» **Work instructions**
Return the run of lines below that opens with the line containing "pixel 178 40" and closes with the line containing "pixel 216 132", keeping each one exact.

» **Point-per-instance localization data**
┌──
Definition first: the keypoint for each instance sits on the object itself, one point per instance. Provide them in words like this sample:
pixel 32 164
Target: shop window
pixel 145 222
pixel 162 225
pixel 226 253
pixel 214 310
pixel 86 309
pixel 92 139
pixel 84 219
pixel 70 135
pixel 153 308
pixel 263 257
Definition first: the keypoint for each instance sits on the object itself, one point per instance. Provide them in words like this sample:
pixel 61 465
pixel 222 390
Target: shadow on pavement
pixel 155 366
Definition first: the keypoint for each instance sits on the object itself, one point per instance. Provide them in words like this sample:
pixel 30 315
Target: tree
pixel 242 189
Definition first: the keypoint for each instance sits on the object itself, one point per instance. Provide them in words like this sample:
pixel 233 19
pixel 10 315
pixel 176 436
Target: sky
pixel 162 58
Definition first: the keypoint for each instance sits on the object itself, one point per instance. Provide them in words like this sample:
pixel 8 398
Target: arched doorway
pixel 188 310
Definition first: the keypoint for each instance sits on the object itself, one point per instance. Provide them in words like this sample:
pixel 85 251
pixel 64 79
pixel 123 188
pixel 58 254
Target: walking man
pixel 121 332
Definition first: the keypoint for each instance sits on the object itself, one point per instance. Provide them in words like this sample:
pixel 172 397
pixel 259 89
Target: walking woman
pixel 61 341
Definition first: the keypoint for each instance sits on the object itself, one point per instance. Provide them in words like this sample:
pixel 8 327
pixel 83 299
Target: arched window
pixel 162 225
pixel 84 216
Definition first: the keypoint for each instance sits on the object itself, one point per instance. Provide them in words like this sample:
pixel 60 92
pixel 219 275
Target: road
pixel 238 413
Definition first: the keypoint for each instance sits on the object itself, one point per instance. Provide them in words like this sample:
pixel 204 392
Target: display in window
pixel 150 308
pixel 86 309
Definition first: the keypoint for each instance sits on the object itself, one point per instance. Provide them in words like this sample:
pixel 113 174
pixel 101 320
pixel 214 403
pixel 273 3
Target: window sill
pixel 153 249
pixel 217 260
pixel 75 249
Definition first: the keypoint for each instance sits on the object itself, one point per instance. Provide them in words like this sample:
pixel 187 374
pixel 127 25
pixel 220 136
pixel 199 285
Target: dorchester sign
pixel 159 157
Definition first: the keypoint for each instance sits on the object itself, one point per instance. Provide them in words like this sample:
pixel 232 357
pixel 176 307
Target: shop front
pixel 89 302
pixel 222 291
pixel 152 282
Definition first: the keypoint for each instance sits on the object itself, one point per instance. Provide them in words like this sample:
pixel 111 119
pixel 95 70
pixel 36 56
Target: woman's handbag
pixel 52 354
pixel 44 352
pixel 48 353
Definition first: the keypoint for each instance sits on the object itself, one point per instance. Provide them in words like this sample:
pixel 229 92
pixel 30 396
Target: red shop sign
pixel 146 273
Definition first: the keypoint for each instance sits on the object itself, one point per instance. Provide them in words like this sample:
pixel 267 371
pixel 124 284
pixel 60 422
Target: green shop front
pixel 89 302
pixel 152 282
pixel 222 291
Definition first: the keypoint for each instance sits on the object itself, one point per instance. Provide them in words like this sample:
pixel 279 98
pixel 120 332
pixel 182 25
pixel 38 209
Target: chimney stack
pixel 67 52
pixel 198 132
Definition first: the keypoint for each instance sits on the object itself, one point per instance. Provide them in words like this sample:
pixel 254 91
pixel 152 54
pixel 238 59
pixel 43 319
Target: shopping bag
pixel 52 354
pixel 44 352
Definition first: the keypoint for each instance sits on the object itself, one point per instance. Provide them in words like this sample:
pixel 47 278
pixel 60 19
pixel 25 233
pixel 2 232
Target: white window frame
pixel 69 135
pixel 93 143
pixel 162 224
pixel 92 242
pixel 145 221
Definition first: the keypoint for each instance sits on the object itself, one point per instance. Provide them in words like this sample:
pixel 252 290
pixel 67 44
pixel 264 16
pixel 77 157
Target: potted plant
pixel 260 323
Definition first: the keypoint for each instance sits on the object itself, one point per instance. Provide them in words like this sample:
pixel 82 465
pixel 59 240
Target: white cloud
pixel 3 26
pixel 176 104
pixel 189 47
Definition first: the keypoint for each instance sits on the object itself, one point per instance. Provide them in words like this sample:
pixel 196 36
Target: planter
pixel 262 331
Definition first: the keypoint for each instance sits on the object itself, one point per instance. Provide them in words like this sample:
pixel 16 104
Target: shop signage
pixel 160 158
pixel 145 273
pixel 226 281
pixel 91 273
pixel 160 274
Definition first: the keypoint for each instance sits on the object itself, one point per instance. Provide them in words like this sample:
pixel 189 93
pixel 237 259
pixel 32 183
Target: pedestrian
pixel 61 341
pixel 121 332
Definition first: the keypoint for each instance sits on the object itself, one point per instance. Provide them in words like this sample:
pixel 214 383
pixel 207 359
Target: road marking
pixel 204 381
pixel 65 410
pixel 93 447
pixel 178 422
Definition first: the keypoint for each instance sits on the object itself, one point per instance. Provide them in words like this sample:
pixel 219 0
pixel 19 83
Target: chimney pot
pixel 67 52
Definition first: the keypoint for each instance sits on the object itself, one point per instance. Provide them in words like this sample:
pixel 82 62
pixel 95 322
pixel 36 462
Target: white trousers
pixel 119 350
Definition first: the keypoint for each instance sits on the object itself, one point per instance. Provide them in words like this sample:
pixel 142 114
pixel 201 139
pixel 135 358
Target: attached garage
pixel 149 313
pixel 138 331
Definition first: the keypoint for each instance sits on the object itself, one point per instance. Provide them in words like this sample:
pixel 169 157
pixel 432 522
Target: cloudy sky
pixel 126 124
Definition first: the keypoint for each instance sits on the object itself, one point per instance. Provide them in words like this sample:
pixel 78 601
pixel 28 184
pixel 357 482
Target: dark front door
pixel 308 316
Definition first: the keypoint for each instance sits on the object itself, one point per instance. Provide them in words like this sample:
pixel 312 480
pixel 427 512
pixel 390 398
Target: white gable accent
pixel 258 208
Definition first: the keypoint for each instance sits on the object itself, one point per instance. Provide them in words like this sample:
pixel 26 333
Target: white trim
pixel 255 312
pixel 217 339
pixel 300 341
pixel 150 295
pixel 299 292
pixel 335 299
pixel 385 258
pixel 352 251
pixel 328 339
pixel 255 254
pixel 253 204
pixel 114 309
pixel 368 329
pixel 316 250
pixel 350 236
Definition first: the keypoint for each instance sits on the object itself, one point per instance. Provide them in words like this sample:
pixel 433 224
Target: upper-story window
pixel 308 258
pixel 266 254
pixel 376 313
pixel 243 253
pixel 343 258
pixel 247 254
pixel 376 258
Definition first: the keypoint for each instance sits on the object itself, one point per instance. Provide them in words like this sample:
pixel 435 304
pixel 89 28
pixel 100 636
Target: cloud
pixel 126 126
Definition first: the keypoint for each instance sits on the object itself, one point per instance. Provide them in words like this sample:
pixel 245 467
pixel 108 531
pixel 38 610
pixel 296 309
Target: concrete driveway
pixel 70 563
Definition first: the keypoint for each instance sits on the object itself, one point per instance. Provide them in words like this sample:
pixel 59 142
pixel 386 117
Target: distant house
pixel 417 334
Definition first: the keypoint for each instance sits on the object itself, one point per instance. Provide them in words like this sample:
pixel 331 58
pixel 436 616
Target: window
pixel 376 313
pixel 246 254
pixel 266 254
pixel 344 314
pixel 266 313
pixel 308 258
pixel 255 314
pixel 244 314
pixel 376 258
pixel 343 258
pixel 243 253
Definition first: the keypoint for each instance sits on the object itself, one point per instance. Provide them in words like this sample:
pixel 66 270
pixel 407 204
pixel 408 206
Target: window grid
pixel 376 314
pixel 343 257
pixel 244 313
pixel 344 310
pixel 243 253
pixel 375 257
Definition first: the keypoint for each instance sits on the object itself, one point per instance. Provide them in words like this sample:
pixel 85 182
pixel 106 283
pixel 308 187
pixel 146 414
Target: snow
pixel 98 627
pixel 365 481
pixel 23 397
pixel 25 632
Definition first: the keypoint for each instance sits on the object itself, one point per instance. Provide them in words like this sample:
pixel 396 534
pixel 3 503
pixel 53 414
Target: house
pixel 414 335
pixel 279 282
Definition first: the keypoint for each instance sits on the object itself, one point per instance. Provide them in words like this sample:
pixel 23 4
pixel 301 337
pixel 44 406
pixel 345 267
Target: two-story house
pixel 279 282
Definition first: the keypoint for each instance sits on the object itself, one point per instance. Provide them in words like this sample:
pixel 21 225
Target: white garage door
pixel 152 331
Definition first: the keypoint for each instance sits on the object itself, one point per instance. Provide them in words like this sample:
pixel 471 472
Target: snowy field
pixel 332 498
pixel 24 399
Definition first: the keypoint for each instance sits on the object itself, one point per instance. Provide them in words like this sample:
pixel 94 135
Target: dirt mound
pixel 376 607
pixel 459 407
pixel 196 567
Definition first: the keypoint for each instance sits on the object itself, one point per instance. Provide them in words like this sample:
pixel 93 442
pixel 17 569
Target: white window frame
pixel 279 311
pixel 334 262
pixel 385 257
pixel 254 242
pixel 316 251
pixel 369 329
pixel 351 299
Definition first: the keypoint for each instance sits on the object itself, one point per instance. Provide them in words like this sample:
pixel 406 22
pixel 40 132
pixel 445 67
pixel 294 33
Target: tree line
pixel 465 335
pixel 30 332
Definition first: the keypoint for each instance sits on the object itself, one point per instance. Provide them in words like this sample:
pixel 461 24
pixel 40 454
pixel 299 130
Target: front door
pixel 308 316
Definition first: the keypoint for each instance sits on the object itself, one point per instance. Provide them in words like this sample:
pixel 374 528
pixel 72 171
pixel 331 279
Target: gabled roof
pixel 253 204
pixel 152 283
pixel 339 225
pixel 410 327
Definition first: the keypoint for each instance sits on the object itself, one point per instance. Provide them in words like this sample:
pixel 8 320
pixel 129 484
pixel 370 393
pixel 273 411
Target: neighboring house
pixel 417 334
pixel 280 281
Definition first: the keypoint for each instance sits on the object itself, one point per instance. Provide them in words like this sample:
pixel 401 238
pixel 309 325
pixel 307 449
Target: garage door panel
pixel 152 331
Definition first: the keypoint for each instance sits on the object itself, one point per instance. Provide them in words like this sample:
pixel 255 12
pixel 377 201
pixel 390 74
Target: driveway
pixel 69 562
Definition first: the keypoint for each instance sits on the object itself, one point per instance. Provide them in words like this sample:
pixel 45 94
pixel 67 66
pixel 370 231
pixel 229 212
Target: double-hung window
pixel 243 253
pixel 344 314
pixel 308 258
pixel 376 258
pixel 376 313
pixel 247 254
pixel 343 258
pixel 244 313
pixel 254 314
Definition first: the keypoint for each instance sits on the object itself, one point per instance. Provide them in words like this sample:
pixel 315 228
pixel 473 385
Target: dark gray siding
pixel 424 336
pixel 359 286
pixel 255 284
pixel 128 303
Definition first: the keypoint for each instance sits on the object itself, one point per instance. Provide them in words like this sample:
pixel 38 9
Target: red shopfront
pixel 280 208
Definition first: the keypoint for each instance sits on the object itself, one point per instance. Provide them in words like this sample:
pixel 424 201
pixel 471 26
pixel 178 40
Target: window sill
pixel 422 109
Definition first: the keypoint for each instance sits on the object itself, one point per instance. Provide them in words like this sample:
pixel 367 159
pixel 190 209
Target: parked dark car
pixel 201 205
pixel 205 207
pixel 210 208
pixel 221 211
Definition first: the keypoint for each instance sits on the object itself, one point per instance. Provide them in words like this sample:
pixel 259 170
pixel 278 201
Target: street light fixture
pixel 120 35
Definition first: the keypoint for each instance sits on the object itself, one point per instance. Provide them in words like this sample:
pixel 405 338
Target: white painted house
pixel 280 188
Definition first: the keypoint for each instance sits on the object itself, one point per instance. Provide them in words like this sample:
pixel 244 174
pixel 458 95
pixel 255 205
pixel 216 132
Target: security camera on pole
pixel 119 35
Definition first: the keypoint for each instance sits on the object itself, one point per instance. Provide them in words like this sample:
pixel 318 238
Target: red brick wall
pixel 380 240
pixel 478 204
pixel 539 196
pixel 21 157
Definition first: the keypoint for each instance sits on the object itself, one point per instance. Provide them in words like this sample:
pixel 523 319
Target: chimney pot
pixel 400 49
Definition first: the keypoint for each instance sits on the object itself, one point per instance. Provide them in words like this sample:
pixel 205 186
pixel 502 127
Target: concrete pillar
└──
» **Task solution**
pixel 178 40
Target: window sill
pixel 422 109
Definition first: the keypoint for each instance sits on the object itself, one point per instance. Provide them in words like this sample:
pixel 367 159
pixel 190 209
Target: parked dark car
pixel 201 205
pixel 205 207
pixel 210 208
pixel 221 211
Definition first: the keypoint for each instance sits on the object itself, one point per instance. Provide them in words like this sample:
pixel 259 170
pixel 278 201
Target: street light fixture
pixel 120 35
Definition first: the keypoint for each instance sits on the object itself, one point per instance. Provide them in words like this sample:
pixel 405 338
Target: white painted house
pixel 280 188
Definition first: the keypoint for each instance sits on the object itself, one point per instance. Provide them in words like this sample:
pixel 244 174
pixel 458 95
pixel 255 205
pixel 216 132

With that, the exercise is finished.